# [Work order]
Repeat each line of the data exactly as written.

# [Stored dataset items]
┄┄┄┄┄┄┄┄┄┄┄┄┄┄┄┄┄┄┄┄
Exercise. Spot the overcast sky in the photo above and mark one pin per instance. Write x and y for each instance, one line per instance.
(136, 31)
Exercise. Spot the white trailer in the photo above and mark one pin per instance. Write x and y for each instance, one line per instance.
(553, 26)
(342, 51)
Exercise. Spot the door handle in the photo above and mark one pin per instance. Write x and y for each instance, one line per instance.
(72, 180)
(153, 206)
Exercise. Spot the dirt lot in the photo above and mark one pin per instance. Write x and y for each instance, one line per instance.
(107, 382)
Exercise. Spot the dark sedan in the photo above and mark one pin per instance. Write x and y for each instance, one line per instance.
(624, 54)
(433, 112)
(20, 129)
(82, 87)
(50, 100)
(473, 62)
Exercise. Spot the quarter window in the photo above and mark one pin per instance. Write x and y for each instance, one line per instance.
┄┄┄┄┄┄┄┄┄┄┄┄┄┄┄┄┄┄┄┄
# [Task response]
Exercise. Spot the overcast sky in the photo above and mark one pin per instance. Write x and y for each instance, one line per instance.
(136, 31)
Exercise. Spot the white trailer in the photo above and mark one pin per instance. Write x and y for each instance, one line per instance.
(553, 26)
(342, 51)
Exercise. Spot the door handle in the photo above and mark one pin per instance. Write x and y for each instance, one line per instance.
(72, 180)
(153, 206)
Exercise. Spot the dirt lot in the photo above and mark one pin per instance. Write x and y for each instance, one line per instance.
(107, 382)
Exercise. Spot the dark sedan in the photo above and mark one pin per instance. Write x and y for each instance, one line per instance.
(624, 54)
(433, 112)
(20, 129)
(82, 87)
(50, 100)
(473, 62)
Exercise. Spot the quarter window in the photo above and mark one pin per instance. Write x and y for each instance, one line per instance.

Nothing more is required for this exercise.